-- Start Supplied entries --

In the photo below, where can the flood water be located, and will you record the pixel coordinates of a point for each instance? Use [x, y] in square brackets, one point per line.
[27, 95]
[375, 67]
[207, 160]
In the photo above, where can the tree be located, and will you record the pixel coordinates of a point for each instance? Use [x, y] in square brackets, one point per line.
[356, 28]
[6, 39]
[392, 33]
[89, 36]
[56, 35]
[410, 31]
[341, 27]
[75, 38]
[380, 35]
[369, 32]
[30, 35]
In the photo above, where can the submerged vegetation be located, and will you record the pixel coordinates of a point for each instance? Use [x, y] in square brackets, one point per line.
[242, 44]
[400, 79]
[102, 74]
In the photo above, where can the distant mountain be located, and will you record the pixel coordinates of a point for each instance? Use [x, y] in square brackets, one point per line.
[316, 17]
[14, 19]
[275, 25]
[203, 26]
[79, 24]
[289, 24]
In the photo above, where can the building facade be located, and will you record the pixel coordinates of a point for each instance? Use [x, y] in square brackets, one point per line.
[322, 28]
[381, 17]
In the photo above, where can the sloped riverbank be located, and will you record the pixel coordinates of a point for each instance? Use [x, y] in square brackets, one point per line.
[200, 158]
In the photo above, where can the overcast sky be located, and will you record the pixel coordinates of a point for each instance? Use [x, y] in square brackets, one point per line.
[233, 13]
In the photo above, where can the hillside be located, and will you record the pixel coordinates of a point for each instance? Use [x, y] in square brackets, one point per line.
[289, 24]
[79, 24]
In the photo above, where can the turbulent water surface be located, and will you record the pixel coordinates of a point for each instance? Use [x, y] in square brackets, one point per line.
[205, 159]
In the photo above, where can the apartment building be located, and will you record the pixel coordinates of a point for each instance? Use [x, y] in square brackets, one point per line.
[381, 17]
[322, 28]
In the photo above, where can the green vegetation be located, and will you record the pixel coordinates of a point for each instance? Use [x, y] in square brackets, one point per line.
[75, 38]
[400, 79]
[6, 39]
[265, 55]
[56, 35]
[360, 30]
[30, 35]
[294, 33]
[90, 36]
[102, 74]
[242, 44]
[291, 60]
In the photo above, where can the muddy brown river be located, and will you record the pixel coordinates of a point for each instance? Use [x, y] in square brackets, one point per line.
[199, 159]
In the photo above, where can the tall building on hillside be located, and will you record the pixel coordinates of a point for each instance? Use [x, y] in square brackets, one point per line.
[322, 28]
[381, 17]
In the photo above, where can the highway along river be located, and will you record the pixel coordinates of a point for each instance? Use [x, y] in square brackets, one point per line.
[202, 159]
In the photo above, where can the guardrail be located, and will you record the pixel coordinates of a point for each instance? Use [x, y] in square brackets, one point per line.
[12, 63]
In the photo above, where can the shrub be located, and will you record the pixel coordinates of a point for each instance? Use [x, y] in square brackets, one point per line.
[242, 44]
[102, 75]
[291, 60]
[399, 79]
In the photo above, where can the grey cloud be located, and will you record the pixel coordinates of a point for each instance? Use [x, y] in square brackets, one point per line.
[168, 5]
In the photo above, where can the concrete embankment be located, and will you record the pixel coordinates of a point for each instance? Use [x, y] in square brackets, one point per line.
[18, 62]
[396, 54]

-- End Supplied entries --

Task instructions ▸ Rewrite all the items above, changing each "pixel coordinates" to "image coordinates" and leaving everything else as it is.

Task solution ▸
In the photo below, where can the flood water be located, and will you record the image coordinates of a point for each instance? Use [x, y] in square brackets, one point per line.
[27, 95]
[375, 67]
[207, 160]
In the photo above, where can the tree be located, and will you record the image coordinates of a point for each instance? Use [x, y] in square brackets, one point per line.
[356, 28]
[6, 39]
[392, 33]
[89, 36]
[56, 35]
[410, 31]
[341, 27]
[75, 38]
[380, 35]
[369, 32]
[30, 35]
In the photo above, where can the submerged vegetation be located, and will you record the image coordinates of a point for each instance? Use [x, y] in square brackets, one point per line.
[242, 44]
[400, 79]
[102, 74]
In the photo above, where can the distant mountain be located, and will you record the image coordinates of a point for each instance? Use [x, y] in square brackets, one point per line.
[316, 17]
[14, 19]
[275, 25]
[203, 26]
[79, 24]
[289, 24]
In the photo above, where can the building facade be located, and will you record the image coordinates of a point for each instance? Use [x, y] in square brackets, one point per line.
[322, 28]
[381, 17]
In the photo above, where can the sloped riverbank be located, and will you record the image coordinates of a point for each instance? Use [x, y] in square brackets, one point per line.
[200, 158]
In the photo above, where can the overcast sky be located, and will you record the image coordinates of a point for each instance? Use [x, y] in square brackets, one point per line.
[233, 13]
In the photo above, where can the hillside be located, and will you record the image coordinates of a point for each instance? Use [x, y] in square brackets, one point per line.
[289, 24]
[79, 24]
In the photo above, where can the turbulent water surface be located, and will you record the image coordinates of a point for each instance? Use [x, y] in square brackets, one point per line.
[205, 159]
In the photo above, where can the apartment building be located, and will you record the image coordinates of a point for each instance? Use [x, y] in square brackets, one point per line.
[381, 17]
[322, 28]
In the photo above, where can the green vegetation be located, and will you record the image coordinates of a point for each instance? Use [x, y] in square brackets, one point per line.
[75, 38]
[400, 79]
[6, 39]
[265, 55]
[56, 35]
[360, 30]
[30, 35]
[294, 33]
[90, 36]
[102, 74]
[242, 44]
[291, 60]
In the photo above, where can the muddy brown river be located, and will you record the image coordinates of a point for each instance? Use [x, y] in square brackets, one point per line.
[199, 159]
In the photo above, where can the tall building on hillside be located, and will you record the image coordinates of a point for each instance? Use [x, y] in square brackets, one point per line.
[322, 28]
[381, 17]
In the photo above, where can the highway along river be located, and will you record the image coordinates of a point for each instance? Use [x, y] in square brackets, one point per line.
[202, 159]
In the photo above, where can the guardrail be located, and will you record the image coordinates of a point for each instance? Use [x, y] in square brackets, one point per line.
[12, 63]
In the photo above, where can the shrub be located, and will you record the image coordinates of a point for each instance? Use [x, y] in square brackets, one point per line.
[242, 44]
[102, 75]
[291, 60]
[399, 79]
In the photo above, where can the grey cloud be located, and will you record the image coordinates of a point for each instance? Use [x, y] in square brackets, one point per line.
[168, 5]
In the photo above, where can the concrete embankment be located, and will you record the image coordinates of a point for each instance? Use [x, y] in square brackets, one point per line.
[18, 62]
[396, 54]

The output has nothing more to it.